• What you need to do:
Retype every record exactly. Skip the images.

[Stored entries]

□ □ □ □ □

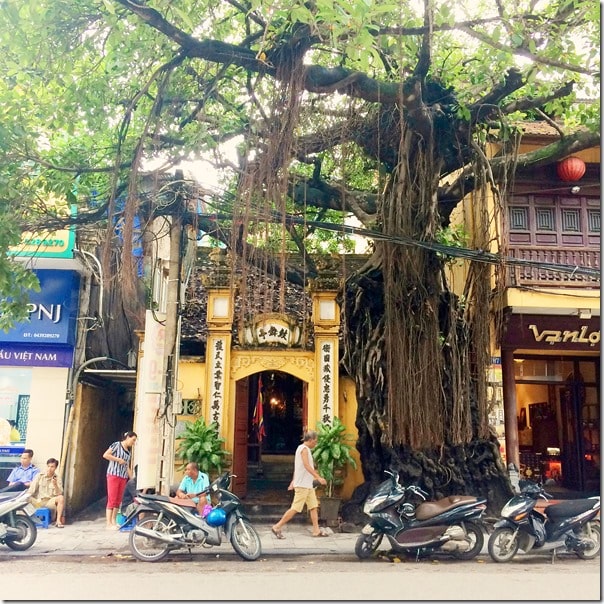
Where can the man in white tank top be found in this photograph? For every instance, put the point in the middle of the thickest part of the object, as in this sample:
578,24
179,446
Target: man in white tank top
302,484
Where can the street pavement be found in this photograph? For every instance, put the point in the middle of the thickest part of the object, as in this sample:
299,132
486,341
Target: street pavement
87,535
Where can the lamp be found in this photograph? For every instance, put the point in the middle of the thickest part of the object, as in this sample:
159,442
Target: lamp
571,169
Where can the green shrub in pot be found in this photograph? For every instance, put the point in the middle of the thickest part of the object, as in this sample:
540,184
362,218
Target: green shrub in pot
332,453
201,443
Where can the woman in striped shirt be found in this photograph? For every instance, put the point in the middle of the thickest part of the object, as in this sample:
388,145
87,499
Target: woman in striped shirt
118,473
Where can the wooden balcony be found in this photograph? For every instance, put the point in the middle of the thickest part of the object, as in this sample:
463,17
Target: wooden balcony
535,276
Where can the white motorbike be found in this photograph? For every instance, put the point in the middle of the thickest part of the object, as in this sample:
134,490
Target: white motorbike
17,530
166,523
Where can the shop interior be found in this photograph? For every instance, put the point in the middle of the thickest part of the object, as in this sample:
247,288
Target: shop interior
558,414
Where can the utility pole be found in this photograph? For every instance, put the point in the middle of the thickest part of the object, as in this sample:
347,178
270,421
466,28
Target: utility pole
171,353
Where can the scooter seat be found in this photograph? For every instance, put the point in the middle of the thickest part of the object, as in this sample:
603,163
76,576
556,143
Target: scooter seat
429,509
185,503
567,509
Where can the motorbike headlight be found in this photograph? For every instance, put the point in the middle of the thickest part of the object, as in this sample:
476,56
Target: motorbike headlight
373,503
510,510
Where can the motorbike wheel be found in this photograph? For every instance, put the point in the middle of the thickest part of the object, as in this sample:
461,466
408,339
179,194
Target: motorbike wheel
503,544
28,531
148,549
245,540
590,531
366,545
475,537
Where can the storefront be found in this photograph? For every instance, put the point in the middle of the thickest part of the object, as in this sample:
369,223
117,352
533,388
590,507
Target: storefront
551,388
35,359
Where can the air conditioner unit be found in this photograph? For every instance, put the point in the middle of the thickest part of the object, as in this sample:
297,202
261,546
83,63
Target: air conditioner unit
177,405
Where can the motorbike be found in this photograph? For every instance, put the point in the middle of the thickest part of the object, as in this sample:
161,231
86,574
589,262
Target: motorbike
571,525
450,525
161,524
17,530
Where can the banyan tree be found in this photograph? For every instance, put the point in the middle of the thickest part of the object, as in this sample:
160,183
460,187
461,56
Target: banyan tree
385,113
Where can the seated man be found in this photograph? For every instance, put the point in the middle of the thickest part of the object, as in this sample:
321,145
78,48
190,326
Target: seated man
21,477
46,491
193,483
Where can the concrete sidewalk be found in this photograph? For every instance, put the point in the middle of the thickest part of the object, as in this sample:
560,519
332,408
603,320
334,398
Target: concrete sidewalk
89,537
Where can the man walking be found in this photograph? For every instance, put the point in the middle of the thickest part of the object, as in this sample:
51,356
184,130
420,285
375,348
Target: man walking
302,484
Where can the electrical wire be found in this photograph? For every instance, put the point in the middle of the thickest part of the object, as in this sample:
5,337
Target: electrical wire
441,248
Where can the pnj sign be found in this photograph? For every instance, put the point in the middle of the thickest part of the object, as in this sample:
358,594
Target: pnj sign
52,311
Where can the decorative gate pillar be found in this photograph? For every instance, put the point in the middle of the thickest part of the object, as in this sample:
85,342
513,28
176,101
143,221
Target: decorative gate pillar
326,321
219,321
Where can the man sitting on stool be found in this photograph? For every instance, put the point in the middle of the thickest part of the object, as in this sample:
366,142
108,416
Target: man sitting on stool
21,477
46,491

□ □ □ □ □

• Response to this exercise:
Where can the man in white tank top be found in this photograph? For every instance, put the point in the middle of the thickest part of the object, as in this sample:
578,24
179,446
Target: man in white tank top
302,484
Where can the street pavement be found in this photograph? For every instance, put the point in the middle of the thickest part of the object, as in this sample:
299,132
486,341
Target: street pavement
87,535
Where can the lamp be found in this photograph? For every instance, put the point in the middle of the thickest part of the object, as in this sample:
159,442
Target: lamp
571,169
Where can the green shrub in pot be found in this photograph? For every instance, put the point in the middle of the thickest part of the object, as in this sample:
540,184
362,218
Target: green shrub in pot
332,453
201,443
Where can the woman in striped shirt be found in this photograph? For every instance, put the point in the middle of the thickest part of the object, as in this sample:
388,145
87,499
Target: woman in striped shirt
118,473
Where can the wooden balcony be found in this photograph? For every instance, put the point in the middle of the thickest part of the object, as in this sample:
463,17
Target: wooden balcony
535,276
Where can the white motorbike be found in this photograph? For every instance, put the point in the middle of the thickest part of the object, as in this sample:
134,490
Target: white motorbike
17,530
166,523
Where can the shop interior be found in this photograph? For every instance, put the point in the middle of the thickest part of the object, as in this sample:
247,288
Target: shop interior
558,414
Where can the utility pole be found in this photograph? For every instance, put the point in the middle of the thickest part of the object, as in this sample:
347,178
270,421
466,28
Target: utility pole
171,353
Where can the scooter seat be found in this photograph? For every instance, put the point in the middle of the thickest part of the object, as in this sample:
603,163
76,576
556,143
Target: scooter seat
429,509
185,503
567,509
Where can the motorbike headlight be found in this photograph? For every instance, put the point in the middle of the thickest part of the object, as in this sample:
476,56
Target: motorbike headlight
373,503
510,510
Where can the motorbike wheel be found in this photograph? For every instance, put the point in the middle of the thickest part of the object, as in this sample:
461,466
408,339
179,194
Target: motorbike wheel
503,544
28,531
148,549
245,540
590,531
366,545
475,537
Where can the storefront be found in this photograph? For every instance, put the point in the middle of the thickest part of the object, as in this sample:
369,223
117,352
533,388
590,507
Target: storefront
551,388
35,359
Where can the air conditioner unit be found in this photograph? For every instance, put the point in the middle of the thickest part of the object, as in this sample:
297,202
261,546
83,63
Target: air conditioner unit
177,405
Where can the motorbike be found in this photograph? For every instance, put the point in the middle of the thickest part of the object, as in this sample:
161,231
86,574
589,262
Target: motorbike
571,525
450,525
161,524
17,530
Where can the banyan tree be found in this photograph? For every instance, put the point in the middle of the thickest part of the object, as in this sample:
160,183
460,187
461,56
Target: banyan tree
385,113
Where can the seated man be found in this photograph? For every instance, put the point in the middle of the thickest part of the object, as in this sample:
321,145
78,48
190,326
Target: seated man
21,477
46,491
193,483
Where can the concrete sidewalk be found in this photograph? For every instance, put the point in the middle of the thickest part of the object, as in this sample:
560,519
332,408
603,320
334,398
Target: concrete sidewalk
89,537
Where can the man walking be found in this photograph? For every instance, put the point in the middle of the thickest part of the object, as in this sample:
51,356
184,130
420,285
375,348
Target: man walking
302,484
Where can the electrical wire be found in this photograph? For every instance, put the point in the middle of the thickest part of the object, as in this sample:
5,337
Target: electrical wire
441,248
Where can the pnj sign be found in this photograph? For every instance, put the point in the middle of the thickest part of the object, as in this sample:
358,594
Target: pnj sign
52,311
Where can the decorative gate pillar be found in this photograph? For every instance, put the point in the middle of the thickest part of the object, as in this sample:
85,342
513,28
176,101
143,221
Target: decorative gate pillar
326,321
219,321
Where can the man sitting on stool be found in this photograph? For every instance, put the point in the middle of the thickest part of the object, as in this sample:
366,142
108,416
Target: man sitting on stool
21,477
46,491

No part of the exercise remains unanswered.